— PASSAGE PROVIDED —
## START
Advancing the State of The Art of Container Storage With Titus, Part 3

1 May, 2022

Disclaimer: This blog post is a deep dive in to the topic of Linux container storage, specifically looking at Netflix’s Open Source Titus container platform. Netflix happens to be my employer, but nothing in this blog post is secret or talk about anything that isn’t already open source.

In Part 1, I discussed the current state of the art of container storage with the CSI+kubernetes, and its limitations.

In Part 2, I discuss the problem of mounting storage inside running containers, especially using user namespaces.

In this Part 3, I’ll discuss how Titus (titus-storage) is able to separate the attaching of storage from the container lifecycle (how to attach storage after a container is running), all while respecting Linux namespaces, and while keeping the container completely unprivileged and in its user namespace.

What We Are Up Against

We have a running container. We want to mount something in it. That “something” could be a network filesystem, a block device, a bind mount, overlayfs, tmpfs, who knows. Each situation requires a unique solution. We know that as soon as we try to switch into the user namespace of the container, we no longer can use the mount syscall reliably. Is there any other way to “inject” a mount?
## END
— EXERCISE 1 —
According to the disclaimer in the post on Titus container storage, which company employs the writer?

— EXERCISE MATERIAL —
## START
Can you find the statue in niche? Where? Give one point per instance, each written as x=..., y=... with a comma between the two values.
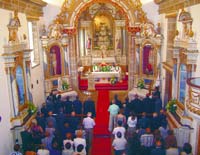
x=55, y=61
x=20, y=85
x=13, y=27
x=55, y=30
x=148, y=60
x=88, y=43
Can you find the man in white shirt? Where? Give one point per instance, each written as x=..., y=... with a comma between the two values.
x=78, y=141
x=89, y=124
x=119, y=144
x=120, y=129
x=113, y=109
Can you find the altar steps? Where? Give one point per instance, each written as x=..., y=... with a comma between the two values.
x=83, y=85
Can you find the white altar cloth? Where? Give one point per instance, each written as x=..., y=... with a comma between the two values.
x=140, y=92
x=72, y=94
x=105, y=74
x=106, y=60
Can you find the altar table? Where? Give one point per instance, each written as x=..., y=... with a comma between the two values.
x=72, y=94
x=106, y=60
x=140, y=92
x=105, y=74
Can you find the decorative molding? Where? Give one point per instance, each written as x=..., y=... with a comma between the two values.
x=168, y=67
x=32, y=8
x=168, y=6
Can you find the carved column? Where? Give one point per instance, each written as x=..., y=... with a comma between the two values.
x=9, y=77
x=131, y=43
x=28, y=80
x=72, y=56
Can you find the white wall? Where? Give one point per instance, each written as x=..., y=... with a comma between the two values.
x=50, y=13
x=194, y=11
x=152, y=12
x=7, y=140
x=5, y=105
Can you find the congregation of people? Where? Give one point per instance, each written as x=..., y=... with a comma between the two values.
x=139, y=127
x=60, y=128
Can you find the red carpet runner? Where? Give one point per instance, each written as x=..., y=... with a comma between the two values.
x=101, y=144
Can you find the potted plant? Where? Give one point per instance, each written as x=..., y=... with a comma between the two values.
x=31, y=108
x=65, y=85
x=171, y=106
x=140, y=84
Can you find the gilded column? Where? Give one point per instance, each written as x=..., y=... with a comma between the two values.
x=72, y=57
x=131, y=43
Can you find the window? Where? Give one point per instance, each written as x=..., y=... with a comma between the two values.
x=182, y=84
x=34, y=42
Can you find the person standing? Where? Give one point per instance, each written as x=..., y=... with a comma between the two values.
x=119, y=144
x=89, y=106
x=113, y=109
x=68, y=106
x=16, y=150
x=77, y=106
x=89, y=124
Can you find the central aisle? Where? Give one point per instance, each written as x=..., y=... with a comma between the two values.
x=102, y=141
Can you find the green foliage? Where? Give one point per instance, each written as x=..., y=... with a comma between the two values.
x=113, y=80
x=31, y=108
x=140, y=84
x=65, y=85
x=171, y=106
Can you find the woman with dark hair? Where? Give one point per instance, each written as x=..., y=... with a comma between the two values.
x=55, y=148
x=132, y=122
x=187, y=149
x=68, y=145
x=16, y=150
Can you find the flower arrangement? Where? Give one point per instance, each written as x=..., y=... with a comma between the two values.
x=113, y=80
x=141, y=84
x=171, y=106
x=65, y=85
x=31, y=108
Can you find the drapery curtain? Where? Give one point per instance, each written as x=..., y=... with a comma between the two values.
x=146, y=51
x=56, y=50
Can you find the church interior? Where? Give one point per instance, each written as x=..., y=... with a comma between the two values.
x=137, y=56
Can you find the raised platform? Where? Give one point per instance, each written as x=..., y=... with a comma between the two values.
x=83, y=85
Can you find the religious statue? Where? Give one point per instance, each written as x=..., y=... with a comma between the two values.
x=55, y=30
x=43, y=30
x=53, y=62
x=88, y=44
x=60, y=83
x=13, y=27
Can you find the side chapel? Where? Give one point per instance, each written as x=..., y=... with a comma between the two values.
x=95, y=45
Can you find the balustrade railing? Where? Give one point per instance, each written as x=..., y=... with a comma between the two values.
x=193, y=98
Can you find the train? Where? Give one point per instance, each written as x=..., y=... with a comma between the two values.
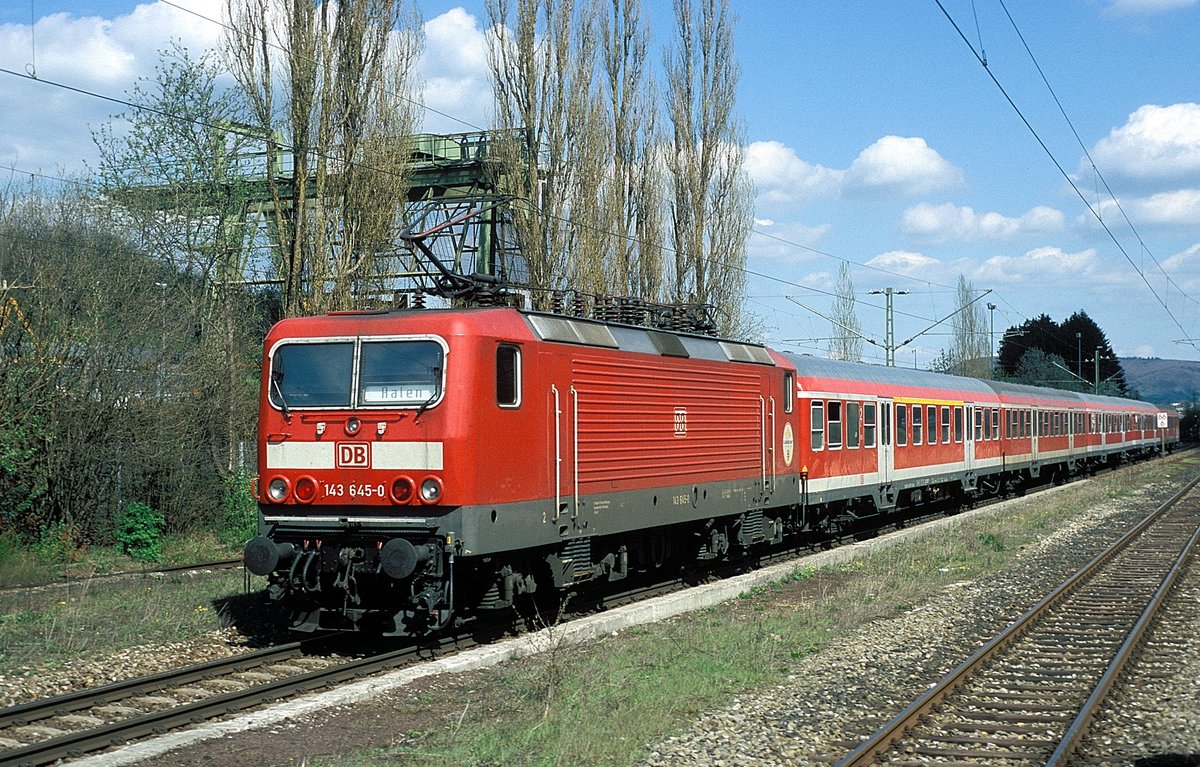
x=421, y=468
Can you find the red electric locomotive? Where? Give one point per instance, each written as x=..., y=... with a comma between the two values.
x=425, y=463
x=417, y=467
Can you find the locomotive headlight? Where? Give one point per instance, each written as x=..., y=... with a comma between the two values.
x=431, y=490
x=306, y=489
x=277, y=489
x=403, y=490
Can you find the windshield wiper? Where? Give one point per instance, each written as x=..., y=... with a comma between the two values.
x=283, y=401
x=433, y=396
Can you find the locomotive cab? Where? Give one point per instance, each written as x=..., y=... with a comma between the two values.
x=351, y=481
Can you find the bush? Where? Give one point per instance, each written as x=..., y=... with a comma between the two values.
x=139, y=532
x=239, y=521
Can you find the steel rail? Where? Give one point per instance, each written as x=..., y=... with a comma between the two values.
x=895, y=729
x=156, y=723
x=1078, y=729
x=64, y=582
x=78, y=700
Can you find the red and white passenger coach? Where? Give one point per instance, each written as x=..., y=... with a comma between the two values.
x=420, y=466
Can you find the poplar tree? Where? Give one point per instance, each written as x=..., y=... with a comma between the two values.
x=846, y=341
x=711, y=193
x=336, y=148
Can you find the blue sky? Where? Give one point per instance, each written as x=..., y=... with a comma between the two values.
x=874, y=136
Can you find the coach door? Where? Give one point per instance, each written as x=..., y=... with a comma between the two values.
x=887, y=457
x=1035, y=431
x=969, y=435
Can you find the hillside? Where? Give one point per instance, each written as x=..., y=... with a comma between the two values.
x=1163, y=382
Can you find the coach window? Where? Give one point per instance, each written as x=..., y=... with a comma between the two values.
x=508, y=376
x=852, y=420
x=868, y=424
x=817, y=424
x=834, y=424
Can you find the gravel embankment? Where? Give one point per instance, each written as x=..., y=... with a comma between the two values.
x=843, y=694
x=832, y=700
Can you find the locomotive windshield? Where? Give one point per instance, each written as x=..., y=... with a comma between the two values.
x=360, y=373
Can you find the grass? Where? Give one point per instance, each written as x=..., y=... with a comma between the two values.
x=51, y=561
x=53, y=625
x=603, y=702
x=70, y=618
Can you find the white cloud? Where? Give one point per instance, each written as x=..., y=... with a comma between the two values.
x=897, y=166
x=1155, y=144
x=905, y=263
x=1186, y=258
x=892, y=167
x=785, y=241
x=1044, y=264
x=457, y=81
x=1177, y=209
x=952, y=223
x=48, y=129
x=783, y=179
x=1143, y=7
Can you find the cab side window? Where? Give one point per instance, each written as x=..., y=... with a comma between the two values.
x=508, y=376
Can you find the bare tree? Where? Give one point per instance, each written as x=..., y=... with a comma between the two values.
x=971, y=353
x=541, y=61
x=634, y=192
x=846, y=341
x=345, y=75
x=712, y=203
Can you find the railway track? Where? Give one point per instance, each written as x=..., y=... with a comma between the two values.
x=1029, y=695
x=41, y=732
x=84, y=721
x=220, y=564
x=89, y=720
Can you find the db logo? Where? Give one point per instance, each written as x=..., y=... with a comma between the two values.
x=681, y=421
x=353, y=455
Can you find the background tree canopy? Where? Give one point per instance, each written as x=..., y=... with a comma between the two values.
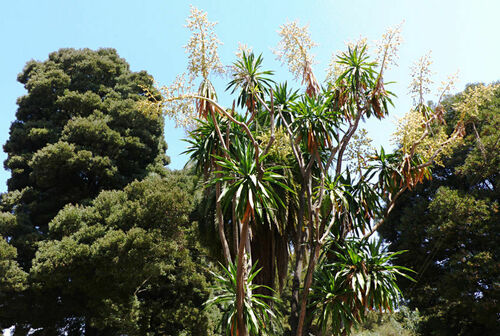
x=78, y=132
x=450, y=227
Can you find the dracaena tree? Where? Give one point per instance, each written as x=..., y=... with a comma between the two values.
x=278, y=162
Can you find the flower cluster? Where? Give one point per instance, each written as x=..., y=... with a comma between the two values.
x=176, y=101
x=421, y=79
x=202, y=46
x=293, y=48
x=447, y=86
x=359, y=150
x=387, y=48
x=414, y=138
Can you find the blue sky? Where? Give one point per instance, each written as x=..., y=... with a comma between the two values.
x=150, y=35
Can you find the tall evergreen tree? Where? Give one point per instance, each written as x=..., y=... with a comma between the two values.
x=77, y=132
x=450, y=227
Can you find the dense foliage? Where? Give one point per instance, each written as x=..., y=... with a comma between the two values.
x=99, y=238
x=450, y=227
x=77, y=132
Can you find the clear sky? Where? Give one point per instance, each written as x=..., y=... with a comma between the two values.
x=150, y=34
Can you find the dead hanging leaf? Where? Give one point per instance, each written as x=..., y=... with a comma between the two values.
x=439, y=112
x=460, y=129
x=308, y=78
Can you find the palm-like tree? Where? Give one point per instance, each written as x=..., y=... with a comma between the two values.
x=250, y=186
x=259, y=316
x=252, y=82
x=354, y=277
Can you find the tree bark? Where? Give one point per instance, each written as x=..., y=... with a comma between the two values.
x=307, y=285
x=220, y=226
x=240, y=273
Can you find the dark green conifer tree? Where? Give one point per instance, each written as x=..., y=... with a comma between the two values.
x=77, y=132
x=450, y=226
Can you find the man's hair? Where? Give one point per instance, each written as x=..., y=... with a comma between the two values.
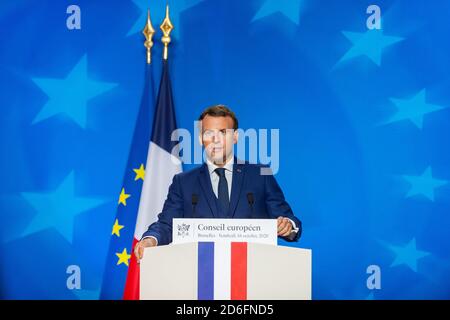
x=219, y=110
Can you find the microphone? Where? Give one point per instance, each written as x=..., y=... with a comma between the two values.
x=250, y=200
x=194, y=201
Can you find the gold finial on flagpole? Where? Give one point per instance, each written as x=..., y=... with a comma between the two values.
x=148, y=33
x=166, y=27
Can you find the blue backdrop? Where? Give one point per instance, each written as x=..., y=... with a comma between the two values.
x=363, y=118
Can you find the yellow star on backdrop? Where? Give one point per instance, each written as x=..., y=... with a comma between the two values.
x=123, y=197
x=116, y=228
x=140, y=173
x=123, y=257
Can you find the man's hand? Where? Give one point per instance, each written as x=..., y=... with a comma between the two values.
x=284, y=226
x=139, y=247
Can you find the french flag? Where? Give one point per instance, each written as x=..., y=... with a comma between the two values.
x=222, y=271
x=160, y=168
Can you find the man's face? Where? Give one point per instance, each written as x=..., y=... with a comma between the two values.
x=218, y=137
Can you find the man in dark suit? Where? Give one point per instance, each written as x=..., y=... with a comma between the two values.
x=222, y=187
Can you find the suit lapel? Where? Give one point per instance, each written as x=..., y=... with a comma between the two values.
x=205, y=183
x=236, y=186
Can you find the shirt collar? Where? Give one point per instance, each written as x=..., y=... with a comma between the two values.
x=228, y=166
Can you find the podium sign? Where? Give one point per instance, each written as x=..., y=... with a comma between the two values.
x=225, y=230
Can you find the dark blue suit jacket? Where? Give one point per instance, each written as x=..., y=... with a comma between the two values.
x=269, y=202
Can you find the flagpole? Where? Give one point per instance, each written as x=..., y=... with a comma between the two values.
x=148, y=33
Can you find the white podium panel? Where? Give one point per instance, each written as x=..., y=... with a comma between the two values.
x=236, y=270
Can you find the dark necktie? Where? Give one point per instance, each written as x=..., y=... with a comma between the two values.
x=222, y=193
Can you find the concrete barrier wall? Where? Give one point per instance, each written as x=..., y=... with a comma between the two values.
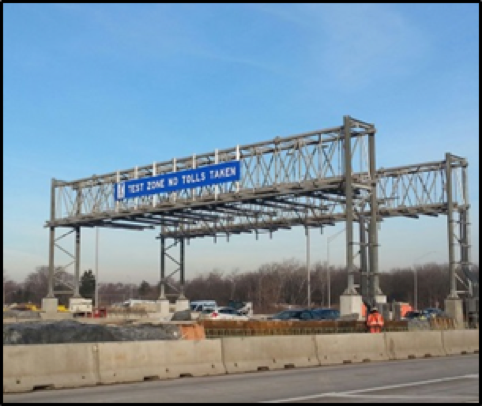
x=347, y=348
x=28, y=367
x=149, y=360
x=457, y=342
x=415, y=344
x=246, y=354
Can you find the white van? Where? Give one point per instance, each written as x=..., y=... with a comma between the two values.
x=200, y=305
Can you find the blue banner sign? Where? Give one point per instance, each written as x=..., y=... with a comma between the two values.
x=170, y=182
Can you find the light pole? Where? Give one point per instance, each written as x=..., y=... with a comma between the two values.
x=328, y=272
x=415, y=278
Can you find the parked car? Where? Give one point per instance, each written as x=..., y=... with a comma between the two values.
x=222, y=313
x=415, y=315
x=432, y=312
x=200, y=305
x=295, y=314
x=327, y=314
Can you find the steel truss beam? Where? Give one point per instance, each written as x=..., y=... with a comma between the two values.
x=312, y=179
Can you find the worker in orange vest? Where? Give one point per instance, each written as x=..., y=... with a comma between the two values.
x=375, y=321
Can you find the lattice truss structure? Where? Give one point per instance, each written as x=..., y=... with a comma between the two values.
x=299, y=180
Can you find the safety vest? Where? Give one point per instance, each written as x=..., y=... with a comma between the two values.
x=375, y=319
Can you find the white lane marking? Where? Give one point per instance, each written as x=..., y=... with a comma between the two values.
x=402, y=385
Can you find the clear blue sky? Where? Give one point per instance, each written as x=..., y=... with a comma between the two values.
x=93, y=88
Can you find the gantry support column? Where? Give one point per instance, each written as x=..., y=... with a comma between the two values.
x=350, y=300
x=375, y=292
x=364, y=270
x=453, y=304
x=162, y=302
x=182, y=303
x=77, y=263
x=50, y=302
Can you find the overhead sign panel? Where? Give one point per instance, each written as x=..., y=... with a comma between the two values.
x=173, y=181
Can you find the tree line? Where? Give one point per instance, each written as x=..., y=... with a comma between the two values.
x=271, y=285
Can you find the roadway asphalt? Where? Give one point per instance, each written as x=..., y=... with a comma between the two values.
x=453, y=379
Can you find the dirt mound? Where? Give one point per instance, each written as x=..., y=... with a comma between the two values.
x=71, y=331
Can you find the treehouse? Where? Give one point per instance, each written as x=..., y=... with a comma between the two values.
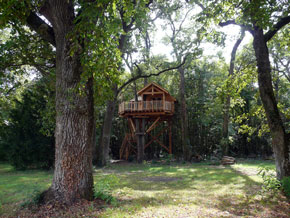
## END
— EXERCISE 2 —
Render part of the records as a numbered list: begin at the line that contains "Can you find the man's hair?" and stop after the line that contains "x=194, y=201". Leave out blank lines and pictures.

— FULL SOLUTION 1 —
Netflix.

— FULL SOLUTION 2 —
1. Can you find the man's hair? Where? Give one point per instance, each written as x=..., y=... with a comma between the two values.
2. x=219, y=110
3. Can you find the microphone? Where? Give one point per instance, each written as x=..., y=... with a comma between the two values.
4. x=250, y=200
5. x=194, y=201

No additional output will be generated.